*REQUIRED ACTION*: Word for word, repeat every record.

*Stored entries*:
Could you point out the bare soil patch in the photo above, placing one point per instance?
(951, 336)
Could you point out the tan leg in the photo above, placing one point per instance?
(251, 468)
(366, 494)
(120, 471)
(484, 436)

*WRITTEN RESPONSE*:
Could you point out the bare soil patch in the photo above, placing one point per instance?
(951, 336)
Could you point out the tan leg in the photo above, placing one point per instance?
(251, 468)
(366, 494)
(120, 471)
(484, 436)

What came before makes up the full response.